Отрывок:
• • •

Пушкин не создал и, по условиям русской культуры, не мог бы создать ничего, равного «Фаусту». Но у Гёте, кроме этого внешнего, исторического, есть и великое внутреннее преимущество перед русским поэтом. Как ни ясна и ни проникновенна мысль Пушкина, она не озаряет всех бездн его творчества. Художник в нем все-таки выше и сильнее мудреца. Пушкин сам себя не знал и только смутно предчувствовал все неимоверное величие своего гения. «Ты, Моцарт, — бог, и сам того не знаешь». Отсутствие болезненного разлада, который губит таких титанов, как Байрон и Микель-Анжело, гармония природы и культуры, всепрощения и героизма, нового мистицизма и язычества — в Пушкине естественный и непроизвольный дар природы. Таким он вышел из рук Создателя. Он не сознал и не выстрадал своей гармонии.

• • •

Исходные данные:

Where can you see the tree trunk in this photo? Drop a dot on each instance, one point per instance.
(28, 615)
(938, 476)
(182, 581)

• • •

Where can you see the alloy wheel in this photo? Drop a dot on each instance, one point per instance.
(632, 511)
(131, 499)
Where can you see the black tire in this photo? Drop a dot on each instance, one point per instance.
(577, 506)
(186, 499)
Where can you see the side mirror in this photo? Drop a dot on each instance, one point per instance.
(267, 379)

• • •

Условия заданий:
[a] Гармонию каких пар понятий отрывок о Пушкине называет естественным даром природы? Перечислите все пары.
[b] Повторите без изменений ту часть отрывка о Пушкине, которая открывается словами «Пушкин не создал» и завершается словами «выстрадал своей гармонии.».

Разобранные задачи:
[a] Природа и культура; всепрощение и героизм; новый мистицизм и язычество.

[b]
Пушкин не создал и, по условиям русской культуры, не мог бы создать ничего, равного «Фаусту». Но у Гёте, кроме этого внешнего, исторического, есть и великое внутреннее преимущество перед русским поэтом. Как ни ясна и ни проникновенна мысль Пушкина, она не озаряет всех бездн его творчества. Художник в нем все-таки выше и сильнее мудреца. Пушкин сам себя не знал и только смутно предчувствовал все неимоверное величие своего гения. «Ты, Моцарт, — бог, и сам того не знаешь». Отсутствие болезненного разлада, который губит таких титанов, как Байрон и Микель-Анжело, гармония природы и культуры, всепрощения и героизма, нового мистицизма и язычества — в Пушкине естественный и непроизвольный дар природы. Таким он вышел из рук Создателя. Он не сознал и не выстрадал своей гармонии.